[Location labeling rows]
---

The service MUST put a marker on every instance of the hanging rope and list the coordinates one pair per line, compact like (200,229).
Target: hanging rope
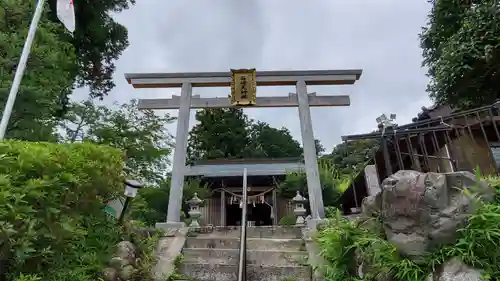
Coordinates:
(239,196)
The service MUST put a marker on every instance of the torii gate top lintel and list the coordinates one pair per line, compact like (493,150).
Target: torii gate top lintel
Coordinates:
(223,79)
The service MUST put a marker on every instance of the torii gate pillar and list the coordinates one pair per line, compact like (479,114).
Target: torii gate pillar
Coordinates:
(186,101)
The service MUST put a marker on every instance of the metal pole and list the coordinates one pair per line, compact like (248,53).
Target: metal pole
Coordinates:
(20,69)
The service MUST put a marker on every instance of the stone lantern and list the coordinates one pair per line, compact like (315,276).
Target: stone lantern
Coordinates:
(299,209)
(194,210)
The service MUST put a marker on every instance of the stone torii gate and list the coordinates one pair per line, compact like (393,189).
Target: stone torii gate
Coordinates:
(300,99)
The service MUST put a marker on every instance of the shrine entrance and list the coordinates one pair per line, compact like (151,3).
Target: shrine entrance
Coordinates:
(259,210)
(243,84)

---

> Set task:
Reproduce all of the rows above word for word, omitting the picture.

> Finished answer:
The service MUST put a marker on every instance of the hanging rope and list the coordinates one pair per line, compact like (200,229).
Target: hanging rope
Coordinates:
(239,196)
The service MUST put a marker on every instance of the torii gate top lintel and list the coordinates one pair per line, compact like (493,150).
Target: torii gate top lintel
Coordinates:
(223,79)
The service MUST put a marker on every instance of the torii gate pillar and list the coordinates one pair per line, compact like (479,114).
Target: torii gate pillar
Coordinates:
(186,101)
The service MUST put a marker on every instance of the metal pole and list the coordinates one pair per line, compact like (248,53).
Target: metal pole
Coordinates:
(20,69)
The service MUST put a marker on every instance of the stone lantern and list the coordinates one pair per line, compact like (315,276).
Target: stone lantern
Coordinates:
(299,209)
(194,210)
The service MUST put a marker on every instance of the stone torii gate and list the coordinates one pair per line, compact like (393,189).
Target: stone torii gate
Coordinates:
(300,99)
The service MUST put a marker on every instance of the shrine entrance and list the coordinates one pair per line, compact like (151,3).
Target: shrine entrance
Coordinates:
(259,210)
(243,84)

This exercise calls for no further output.